◆ **WRITTEN REQUEST**: Reproduce the rows character for character, covering the stretch from the first row through the line that contains "point(72, 340)", with both ends included.

◆ **MATERIAL FOR THIS EXERCISE**:
"""

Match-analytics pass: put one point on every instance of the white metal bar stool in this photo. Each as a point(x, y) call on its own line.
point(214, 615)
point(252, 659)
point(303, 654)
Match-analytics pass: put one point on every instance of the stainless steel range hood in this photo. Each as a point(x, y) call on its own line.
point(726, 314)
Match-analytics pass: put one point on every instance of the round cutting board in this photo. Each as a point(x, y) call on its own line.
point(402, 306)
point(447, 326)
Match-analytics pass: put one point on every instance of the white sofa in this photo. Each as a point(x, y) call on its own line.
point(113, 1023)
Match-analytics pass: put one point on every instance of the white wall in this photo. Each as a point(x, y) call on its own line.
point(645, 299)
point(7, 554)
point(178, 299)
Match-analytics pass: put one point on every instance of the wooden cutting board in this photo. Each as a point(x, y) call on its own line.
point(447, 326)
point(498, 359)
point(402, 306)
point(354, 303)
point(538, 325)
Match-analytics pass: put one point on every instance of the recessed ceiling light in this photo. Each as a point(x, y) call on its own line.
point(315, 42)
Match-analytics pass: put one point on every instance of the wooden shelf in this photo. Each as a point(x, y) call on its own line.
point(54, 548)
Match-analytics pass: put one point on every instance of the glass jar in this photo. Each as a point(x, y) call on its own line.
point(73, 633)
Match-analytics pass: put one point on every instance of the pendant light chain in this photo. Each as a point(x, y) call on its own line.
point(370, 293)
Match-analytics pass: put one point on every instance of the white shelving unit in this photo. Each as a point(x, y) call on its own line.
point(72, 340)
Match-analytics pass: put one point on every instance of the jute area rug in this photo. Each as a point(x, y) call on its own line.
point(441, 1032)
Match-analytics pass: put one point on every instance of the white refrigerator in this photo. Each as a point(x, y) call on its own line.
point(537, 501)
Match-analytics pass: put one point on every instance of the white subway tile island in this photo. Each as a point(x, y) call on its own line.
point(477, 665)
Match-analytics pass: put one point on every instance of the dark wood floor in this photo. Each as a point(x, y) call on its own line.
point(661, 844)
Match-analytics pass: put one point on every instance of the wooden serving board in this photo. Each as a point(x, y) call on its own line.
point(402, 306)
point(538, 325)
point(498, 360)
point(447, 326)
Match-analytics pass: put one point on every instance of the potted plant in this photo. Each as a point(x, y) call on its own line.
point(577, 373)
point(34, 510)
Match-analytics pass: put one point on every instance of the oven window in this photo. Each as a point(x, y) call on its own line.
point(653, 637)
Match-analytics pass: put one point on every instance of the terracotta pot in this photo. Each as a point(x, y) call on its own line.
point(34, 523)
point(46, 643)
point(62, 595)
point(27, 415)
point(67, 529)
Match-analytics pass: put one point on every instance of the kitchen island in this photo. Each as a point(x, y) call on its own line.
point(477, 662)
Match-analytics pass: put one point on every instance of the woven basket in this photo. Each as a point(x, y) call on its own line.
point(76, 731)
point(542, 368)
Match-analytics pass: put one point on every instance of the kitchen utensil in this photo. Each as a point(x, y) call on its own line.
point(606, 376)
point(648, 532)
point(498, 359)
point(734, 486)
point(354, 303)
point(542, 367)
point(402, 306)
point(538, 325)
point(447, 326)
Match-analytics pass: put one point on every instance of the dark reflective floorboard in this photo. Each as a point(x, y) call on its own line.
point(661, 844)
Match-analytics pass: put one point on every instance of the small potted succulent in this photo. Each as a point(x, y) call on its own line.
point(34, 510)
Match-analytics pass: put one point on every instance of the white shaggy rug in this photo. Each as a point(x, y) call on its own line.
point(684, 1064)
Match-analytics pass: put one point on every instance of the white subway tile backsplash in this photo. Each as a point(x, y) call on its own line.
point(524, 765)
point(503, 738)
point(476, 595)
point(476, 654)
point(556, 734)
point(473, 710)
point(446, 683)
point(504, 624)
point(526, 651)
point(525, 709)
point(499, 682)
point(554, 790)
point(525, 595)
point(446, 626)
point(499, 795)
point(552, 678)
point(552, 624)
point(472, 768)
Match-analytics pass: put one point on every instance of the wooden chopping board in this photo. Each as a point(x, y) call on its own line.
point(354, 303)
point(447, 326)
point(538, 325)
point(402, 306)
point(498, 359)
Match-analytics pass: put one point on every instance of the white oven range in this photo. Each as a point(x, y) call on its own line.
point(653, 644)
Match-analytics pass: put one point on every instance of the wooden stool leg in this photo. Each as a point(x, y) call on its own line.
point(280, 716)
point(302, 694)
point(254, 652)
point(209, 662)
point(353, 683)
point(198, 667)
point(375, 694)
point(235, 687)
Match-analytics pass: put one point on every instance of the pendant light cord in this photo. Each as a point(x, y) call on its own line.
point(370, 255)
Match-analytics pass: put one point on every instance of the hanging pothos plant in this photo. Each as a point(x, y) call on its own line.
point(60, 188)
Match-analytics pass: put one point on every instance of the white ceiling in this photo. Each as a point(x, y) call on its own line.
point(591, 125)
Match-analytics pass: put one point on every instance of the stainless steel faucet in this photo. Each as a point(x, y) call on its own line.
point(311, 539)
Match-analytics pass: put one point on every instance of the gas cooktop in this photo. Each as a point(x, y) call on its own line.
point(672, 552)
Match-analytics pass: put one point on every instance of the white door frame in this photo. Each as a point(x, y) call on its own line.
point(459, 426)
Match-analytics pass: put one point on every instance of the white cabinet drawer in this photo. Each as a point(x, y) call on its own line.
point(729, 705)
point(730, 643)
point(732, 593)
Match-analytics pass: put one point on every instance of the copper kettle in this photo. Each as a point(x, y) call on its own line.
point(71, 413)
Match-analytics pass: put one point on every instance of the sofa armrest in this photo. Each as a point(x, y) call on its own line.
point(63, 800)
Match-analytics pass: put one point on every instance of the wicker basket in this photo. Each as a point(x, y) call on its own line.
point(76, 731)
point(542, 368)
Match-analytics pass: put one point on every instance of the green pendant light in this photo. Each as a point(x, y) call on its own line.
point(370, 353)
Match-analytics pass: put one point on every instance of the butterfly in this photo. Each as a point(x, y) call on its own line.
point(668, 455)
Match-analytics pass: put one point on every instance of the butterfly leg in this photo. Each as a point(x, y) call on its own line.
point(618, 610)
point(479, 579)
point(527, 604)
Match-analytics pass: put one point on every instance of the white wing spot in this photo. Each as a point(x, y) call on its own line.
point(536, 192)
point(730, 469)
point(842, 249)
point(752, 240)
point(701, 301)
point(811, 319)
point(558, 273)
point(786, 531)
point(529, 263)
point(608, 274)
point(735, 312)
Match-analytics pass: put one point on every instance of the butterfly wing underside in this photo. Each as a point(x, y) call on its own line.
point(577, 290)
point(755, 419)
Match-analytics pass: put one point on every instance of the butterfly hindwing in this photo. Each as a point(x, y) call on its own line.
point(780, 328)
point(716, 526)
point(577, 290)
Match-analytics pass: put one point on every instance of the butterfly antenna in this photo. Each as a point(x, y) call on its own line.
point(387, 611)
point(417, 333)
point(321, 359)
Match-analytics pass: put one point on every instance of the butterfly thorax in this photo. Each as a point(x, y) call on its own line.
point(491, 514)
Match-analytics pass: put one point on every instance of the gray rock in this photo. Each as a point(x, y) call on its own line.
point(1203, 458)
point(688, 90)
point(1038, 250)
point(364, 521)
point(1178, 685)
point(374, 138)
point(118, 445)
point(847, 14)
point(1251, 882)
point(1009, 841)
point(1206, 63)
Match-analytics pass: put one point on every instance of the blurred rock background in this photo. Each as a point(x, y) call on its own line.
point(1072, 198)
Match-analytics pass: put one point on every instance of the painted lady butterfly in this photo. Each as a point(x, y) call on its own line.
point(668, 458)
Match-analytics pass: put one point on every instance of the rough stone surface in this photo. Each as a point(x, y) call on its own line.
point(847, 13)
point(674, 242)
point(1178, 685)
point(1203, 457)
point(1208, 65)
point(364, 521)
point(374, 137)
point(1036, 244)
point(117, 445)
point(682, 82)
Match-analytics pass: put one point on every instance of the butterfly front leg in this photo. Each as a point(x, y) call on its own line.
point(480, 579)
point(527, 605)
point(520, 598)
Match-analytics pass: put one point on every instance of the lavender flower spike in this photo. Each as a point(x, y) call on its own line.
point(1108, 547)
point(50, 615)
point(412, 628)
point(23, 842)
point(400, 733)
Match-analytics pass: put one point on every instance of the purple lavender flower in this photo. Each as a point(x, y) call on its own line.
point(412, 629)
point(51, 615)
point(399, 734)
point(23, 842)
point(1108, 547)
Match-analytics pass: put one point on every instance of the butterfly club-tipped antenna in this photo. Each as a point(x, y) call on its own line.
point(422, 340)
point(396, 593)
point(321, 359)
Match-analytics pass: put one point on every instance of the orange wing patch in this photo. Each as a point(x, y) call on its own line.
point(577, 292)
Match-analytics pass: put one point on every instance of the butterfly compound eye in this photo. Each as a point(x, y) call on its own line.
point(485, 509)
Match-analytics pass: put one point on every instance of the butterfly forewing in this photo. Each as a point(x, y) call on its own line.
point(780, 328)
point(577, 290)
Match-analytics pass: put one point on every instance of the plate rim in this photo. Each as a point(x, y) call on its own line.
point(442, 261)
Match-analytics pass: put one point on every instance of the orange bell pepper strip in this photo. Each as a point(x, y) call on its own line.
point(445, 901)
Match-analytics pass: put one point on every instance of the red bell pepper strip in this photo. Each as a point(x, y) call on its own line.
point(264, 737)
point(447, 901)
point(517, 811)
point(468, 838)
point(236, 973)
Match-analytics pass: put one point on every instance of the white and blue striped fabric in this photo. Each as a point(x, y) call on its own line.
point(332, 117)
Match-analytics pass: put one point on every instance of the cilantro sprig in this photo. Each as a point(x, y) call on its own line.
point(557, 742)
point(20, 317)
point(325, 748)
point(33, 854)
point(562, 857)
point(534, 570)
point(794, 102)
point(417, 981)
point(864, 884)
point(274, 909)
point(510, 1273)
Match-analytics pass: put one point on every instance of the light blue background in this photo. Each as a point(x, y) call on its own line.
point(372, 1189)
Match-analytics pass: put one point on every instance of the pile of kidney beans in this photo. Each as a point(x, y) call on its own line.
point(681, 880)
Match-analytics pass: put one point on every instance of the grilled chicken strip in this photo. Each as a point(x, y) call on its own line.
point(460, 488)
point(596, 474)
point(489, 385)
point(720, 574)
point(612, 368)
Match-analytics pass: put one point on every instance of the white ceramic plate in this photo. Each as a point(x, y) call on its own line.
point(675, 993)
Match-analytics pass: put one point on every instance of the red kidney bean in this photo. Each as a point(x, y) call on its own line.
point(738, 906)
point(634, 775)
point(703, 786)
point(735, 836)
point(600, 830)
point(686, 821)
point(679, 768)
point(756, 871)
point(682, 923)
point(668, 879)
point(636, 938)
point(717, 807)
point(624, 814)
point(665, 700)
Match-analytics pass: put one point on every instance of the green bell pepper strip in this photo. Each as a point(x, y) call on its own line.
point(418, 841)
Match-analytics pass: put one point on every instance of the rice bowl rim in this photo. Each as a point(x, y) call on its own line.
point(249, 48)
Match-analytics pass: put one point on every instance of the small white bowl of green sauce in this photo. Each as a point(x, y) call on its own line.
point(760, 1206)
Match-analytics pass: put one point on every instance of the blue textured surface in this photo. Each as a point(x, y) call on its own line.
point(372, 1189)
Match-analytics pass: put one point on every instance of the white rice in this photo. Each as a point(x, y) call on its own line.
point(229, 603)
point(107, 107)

"""

◆ **TASK OUTPUT**:
Match-analytics pass: put one point on every instance of the white metal bar stool in this photo. Each as a point(x, y) call on its own line.
point(214, 615)
point(252, 659)
point(303, 654)
Match-analytics pass: put one point on every instance of the stainless steel range hood in this photo. Each as a point(x, y) call on its own line.
point(726, 314)
Match-analytics pass: put one point on every instance of the round cutting board in this photo. Each as a point(x, y) call on its own line.
point(402, 306)
point(447, 326)
Match-analytics pass: put one point on every instance of the white sofa in this photo. Each as a point(x, y) call on its own line.
point(113, 1023)
Match-analytics pass: put one point on every instance of the white wall in this photo. Each as a point(x, y) call on its own line.
point(645, 299)
point(7, 554)
point(178, 299)
Match-analytics pass: put one point on every instance of the wooden cutting board in this photo. Each as a point(x, y) call on its own line.
point(447, 326)
point(498, 359)
point(402, 306)
point(354, 303)
point(538, 325)
Match-analytics pass: put one point on every instance of the recessed ceiling light in this photo. Each as a point(x, y) call on its own line.
point(315, 42)
Match-analytics pass: put one point on every instance of the wooden shelf in this photo. Each as a point(x, y) call on its own line.
point(54, 548)
Match-analytics pass: put one point on every instance of the glass jar in this photo. Each as a point(x, y) call on its own line.
point(73, 633)
Match-analytics pass: put one point on every instance of the pendant light chain in this photo. Each as a point(x, y) call on its own line.
point(370, 293)
Match-analytics pass: put one point on every instance of the white shelving unit in this photo. Each as a point(x, y) call on its own line.
point(72, 340)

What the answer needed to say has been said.